PAGE TEXT:
Computational modelling can play a significant role in predicting the growth of epidemics, analyzing the transmission dynamics and to study the effect of control strategies. Numerical simulation incorporating the environmental factors in SEIR model showed that the rate of environmental contamination influences the number of COVID-19 cases [22]. Several countries, including the United States, have experienced aggregation of COVID-19 cases in thickly populated cities such as New York and California. We have shown that data-driven now-casting is preferable rather than fore-costing for metropolitan cities like Chennai to prevent the transition from pre-exponential to exponential phase by implementing city-based containment strategies [15]. Although COVID-19 prediction has been made for the cities [24], there is lack of reports to assess the high possibility of secondary infections while using the public transport for intra-city travel on daily basis.

PROMPT: Reproduce the passage on modeling COVID-19 spread in cities word for word.

RECORDS SUPPLIED:
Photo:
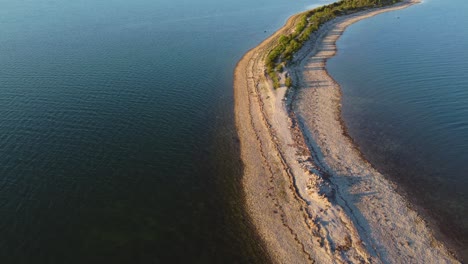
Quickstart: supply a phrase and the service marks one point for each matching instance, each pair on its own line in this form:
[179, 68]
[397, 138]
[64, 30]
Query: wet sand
[311, 195]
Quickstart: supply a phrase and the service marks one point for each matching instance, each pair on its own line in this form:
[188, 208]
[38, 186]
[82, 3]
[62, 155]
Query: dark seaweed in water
[117, 135]
[405, 103]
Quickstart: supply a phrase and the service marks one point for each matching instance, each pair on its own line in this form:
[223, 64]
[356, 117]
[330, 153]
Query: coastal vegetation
[309, 22]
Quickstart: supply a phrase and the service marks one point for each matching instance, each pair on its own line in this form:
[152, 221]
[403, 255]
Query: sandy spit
[310, 194]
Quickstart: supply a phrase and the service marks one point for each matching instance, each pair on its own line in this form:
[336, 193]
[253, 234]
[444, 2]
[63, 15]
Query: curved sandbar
[310, 194]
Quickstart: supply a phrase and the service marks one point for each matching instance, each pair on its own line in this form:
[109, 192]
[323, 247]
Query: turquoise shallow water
[117, 133]
[405, 103]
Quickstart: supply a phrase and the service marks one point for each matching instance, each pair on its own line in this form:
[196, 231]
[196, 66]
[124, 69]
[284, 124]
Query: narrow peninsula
[311, 195]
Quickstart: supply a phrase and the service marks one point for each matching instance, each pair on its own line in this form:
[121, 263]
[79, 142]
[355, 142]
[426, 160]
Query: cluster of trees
[307, 24]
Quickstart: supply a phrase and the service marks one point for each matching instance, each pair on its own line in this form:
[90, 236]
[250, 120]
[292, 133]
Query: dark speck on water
[117, 128]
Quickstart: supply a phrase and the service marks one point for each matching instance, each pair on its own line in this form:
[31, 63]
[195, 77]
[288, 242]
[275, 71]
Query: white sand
[310, 194]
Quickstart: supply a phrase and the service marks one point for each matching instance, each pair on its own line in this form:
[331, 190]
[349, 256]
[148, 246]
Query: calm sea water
[404, 79]
[117, 139]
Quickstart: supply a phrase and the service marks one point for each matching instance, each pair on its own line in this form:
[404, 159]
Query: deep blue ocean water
[404, 77]
[117, 138]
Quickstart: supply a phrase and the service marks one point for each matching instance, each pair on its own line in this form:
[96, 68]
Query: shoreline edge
[310, 194]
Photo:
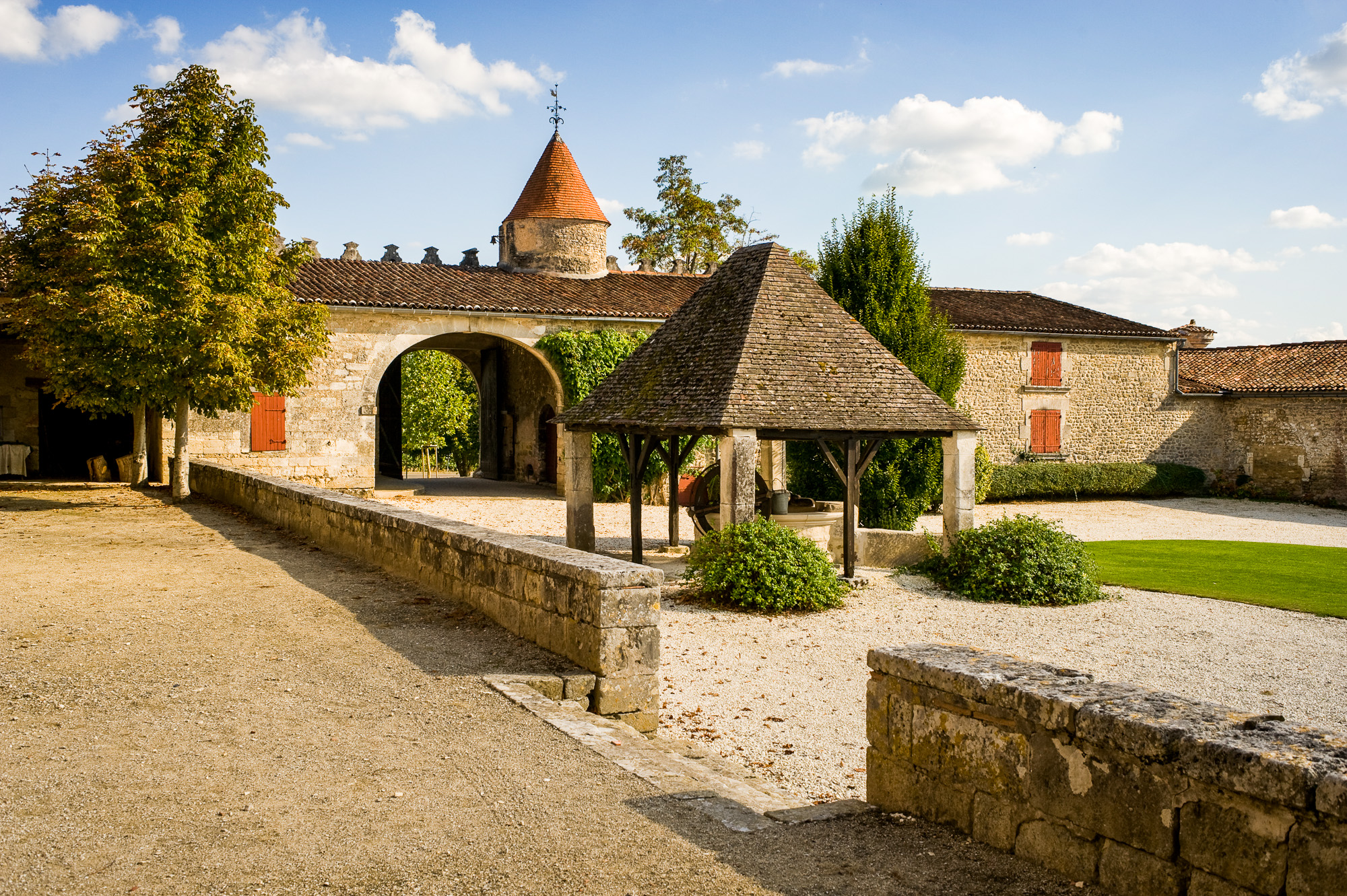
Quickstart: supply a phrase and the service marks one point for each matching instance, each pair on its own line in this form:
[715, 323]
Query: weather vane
[557, 110]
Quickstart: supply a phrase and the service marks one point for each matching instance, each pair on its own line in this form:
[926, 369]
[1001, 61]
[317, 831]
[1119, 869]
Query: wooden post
[849, 504]
[579, 448]
[671, 462]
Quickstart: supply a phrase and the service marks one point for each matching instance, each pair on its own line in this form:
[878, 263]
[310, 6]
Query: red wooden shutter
[269, 423]
[1046, 358]
[1046, 432]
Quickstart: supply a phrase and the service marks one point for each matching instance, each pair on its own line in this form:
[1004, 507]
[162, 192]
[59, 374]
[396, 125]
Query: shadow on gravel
[864, 855]
[437, 634]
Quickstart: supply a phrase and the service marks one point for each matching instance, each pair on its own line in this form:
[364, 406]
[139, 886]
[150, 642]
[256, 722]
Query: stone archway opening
[518, 393]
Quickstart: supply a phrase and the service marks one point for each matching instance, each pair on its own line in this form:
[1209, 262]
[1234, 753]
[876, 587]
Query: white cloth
[14, 460]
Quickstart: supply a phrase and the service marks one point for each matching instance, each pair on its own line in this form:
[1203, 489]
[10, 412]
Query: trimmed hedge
[1019, 560]
[1094, 481]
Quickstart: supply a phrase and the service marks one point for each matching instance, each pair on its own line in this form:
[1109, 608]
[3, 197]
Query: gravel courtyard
[201, 704]
[786, 695]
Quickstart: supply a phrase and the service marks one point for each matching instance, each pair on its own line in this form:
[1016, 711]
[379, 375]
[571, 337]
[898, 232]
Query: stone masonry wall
[18, 400]
[331, 425]
[1291, 446]
[1116, 400]
[597, 611]
[1143, 793]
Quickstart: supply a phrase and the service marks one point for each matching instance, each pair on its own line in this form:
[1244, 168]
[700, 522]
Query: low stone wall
[600, 613]
[1144, 793]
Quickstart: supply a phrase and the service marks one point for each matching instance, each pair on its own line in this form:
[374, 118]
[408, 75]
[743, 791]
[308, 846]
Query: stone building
[1045, 377]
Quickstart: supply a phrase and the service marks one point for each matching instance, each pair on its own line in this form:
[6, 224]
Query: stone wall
[1290, 446]
[331, 425]
[18, 400]
[1143, 793]
[600, 613]
[1117, 400]
[561, 246]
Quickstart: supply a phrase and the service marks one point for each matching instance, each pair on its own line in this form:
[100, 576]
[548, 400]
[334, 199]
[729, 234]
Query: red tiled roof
[1022, 311]
[391, 284]
[1294, 366]
[557, 188]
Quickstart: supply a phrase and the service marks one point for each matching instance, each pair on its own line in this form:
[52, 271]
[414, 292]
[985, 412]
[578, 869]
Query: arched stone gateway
[348, 420]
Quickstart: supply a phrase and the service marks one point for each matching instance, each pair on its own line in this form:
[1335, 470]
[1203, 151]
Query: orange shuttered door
[1046, 358]
[269, 423]
[1046, 432]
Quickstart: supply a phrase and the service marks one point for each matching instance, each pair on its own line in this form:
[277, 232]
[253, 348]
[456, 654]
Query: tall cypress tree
[871, 267]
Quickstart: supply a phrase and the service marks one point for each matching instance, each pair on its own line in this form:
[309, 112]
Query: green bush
[763, 565]
[1020, 560]
[983, 473]
[1094, 481]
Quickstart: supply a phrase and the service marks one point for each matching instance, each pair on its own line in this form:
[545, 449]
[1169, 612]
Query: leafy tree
[441, 407]
[872, 268]
[701, 232]
[147, 275]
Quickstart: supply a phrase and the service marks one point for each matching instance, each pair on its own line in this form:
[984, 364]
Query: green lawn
[1301, 578]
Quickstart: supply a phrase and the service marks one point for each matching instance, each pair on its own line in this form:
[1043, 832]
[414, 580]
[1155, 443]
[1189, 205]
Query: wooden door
[548, 438]
[1046, 432]
[269, 423]
[1046, 361]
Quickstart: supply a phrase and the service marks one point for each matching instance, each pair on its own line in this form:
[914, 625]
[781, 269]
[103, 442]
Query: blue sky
[1163, 160]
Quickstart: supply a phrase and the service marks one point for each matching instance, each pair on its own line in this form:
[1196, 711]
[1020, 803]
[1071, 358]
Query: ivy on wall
[584, 359]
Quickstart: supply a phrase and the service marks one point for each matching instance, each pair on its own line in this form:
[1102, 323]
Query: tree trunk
[181, 460]
[139, 456]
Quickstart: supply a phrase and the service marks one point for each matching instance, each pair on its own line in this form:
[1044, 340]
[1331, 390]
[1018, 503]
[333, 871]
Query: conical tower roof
[557, 188]
[762, 346]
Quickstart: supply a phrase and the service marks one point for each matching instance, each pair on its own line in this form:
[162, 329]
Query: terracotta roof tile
[557, 188]
[391, 284]
[762, 346]
[1294, 366]
[993, 310]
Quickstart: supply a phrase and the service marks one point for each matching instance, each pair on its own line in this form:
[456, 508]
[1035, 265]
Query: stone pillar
[774, 464]
[739, 477]
[958, 499]
[579, 450]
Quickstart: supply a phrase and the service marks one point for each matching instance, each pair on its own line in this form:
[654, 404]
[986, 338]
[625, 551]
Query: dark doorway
[389, 446]
[548, 439]
[68, 438]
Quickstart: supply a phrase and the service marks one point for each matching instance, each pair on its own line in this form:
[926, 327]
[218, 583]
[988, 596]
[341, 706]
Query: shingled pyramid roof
[557, 188]
[760, 346]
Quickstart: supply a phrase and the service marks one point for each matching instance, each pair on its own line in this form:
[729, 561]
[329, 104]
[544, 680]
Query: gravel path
[786, 695]
[201, 704]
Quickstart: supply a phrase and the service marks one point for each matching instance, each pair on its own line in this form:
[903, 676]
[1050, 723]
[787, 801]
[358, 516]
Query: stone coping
[523, 551]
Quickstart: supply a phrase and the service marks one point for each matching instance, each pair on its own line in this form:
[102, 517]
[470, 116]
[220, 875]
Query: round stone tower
[557, 226]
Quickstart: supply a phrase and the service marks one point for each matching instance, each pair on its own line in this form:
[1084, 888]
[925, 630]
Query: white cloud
[168, 34]
[793, 67]
[1158, 283]
[293, 67]
[944, 148]
[612, 209]
[1041, 238]
[302, 139]
[1298, 86]
[751, 149]
[1096, 132]
[1303, 218]
[1314, 334]
[71, 32]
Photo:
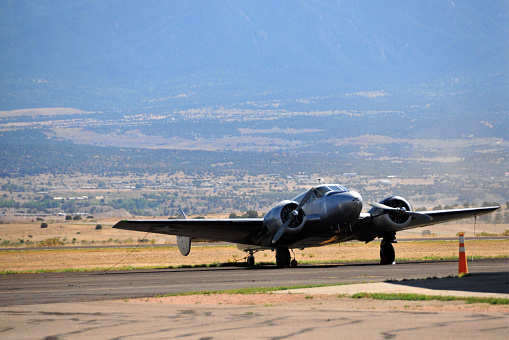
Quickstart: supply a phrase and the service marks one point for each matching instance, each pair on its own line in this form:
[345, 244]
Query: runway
[29, 289]
[100, 305]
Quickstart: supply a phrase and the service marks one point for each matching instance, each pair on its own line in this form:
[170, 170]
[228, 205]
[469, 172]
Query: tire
[250, 261]
[282, 257]
[387, 253]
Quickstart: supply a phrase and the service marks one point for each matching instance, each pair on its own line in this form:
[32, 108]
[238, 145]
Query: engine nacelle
[278, 215]
[392, 220]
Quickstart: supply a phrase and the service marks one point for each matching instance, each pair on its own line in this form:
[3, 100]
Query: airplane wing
[442, 216]
[240, 230]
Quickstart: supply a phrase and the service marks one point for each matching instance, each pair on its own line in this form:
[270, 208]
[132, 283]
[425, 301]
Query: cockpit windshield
[323, 190]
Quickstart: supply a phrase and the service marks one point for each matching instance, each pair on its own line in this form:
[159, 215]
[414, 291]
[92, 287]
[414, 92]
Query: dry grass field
[62, 259]
[84, 233]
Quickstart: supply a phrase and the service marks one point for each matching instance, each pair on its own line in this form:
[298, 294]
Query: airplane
[324, 214]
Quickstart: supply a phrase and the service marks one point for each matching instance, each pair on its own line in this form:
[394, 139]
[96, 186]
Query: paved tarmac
[29, 309]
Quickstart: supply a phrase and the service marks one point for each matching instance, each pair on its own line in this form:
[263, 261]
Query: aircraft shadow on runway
[495, 282]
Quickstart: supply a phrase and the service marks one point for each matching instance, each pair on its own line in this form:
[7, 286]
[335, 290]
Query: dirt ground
[271, 299]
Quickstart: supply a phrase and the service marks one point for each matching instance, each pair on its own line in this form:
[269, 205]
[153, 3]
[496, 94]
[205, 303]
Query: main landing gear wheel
[282, 257]
[387, 253]
[250, 260]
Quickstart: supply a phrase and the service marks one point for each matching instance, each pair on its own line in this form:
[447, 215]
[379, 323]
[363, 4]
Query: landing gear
[250, 260]
[387, 254]
[282, 257]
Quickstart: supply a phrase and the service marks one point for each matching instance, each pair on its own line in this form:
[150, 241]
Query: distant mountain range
[162, 55]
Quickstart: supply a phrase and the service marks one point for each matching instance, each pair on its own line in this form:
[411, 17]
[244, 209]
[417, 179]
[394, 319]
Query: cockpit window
[324, 189]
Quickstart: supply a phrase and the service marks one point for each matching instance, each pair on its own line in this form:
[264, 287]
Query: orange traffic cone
[463, 268]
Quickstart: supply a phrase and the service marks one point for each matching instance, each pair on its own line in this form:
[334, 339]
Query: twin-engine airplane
[323, 215]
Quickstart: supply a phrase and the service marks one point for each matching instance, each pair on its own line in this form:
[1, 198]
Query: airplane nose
[356, 198]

TASK OUTPUT:
Computational modelling can play a significant role in predicting the growth of epidemics, analyzing the transmission dynamics and to study the effect of control strategies. Numerical simulation incorporating the environmental factors in SEIR model showed that the rate of environmental contamination influences the number of COVID-19 cases [22]. Several countries, including the United States, have experienced aggregation of COVID-19 cases in thickly populated cities such as New York and California. We have shown that data-driven now-casting is preferable rather than fore-costing for metropolitan cities like Chennai to prevent the transition from pre-exponential to exponential phase by implementing city-based containment strategies [15]. Although COVID-19 prediction has been made for the cities [24], there is lack of reports to assess the high possibility of secondary infections while using the public transport for intra-city travel on daily basis.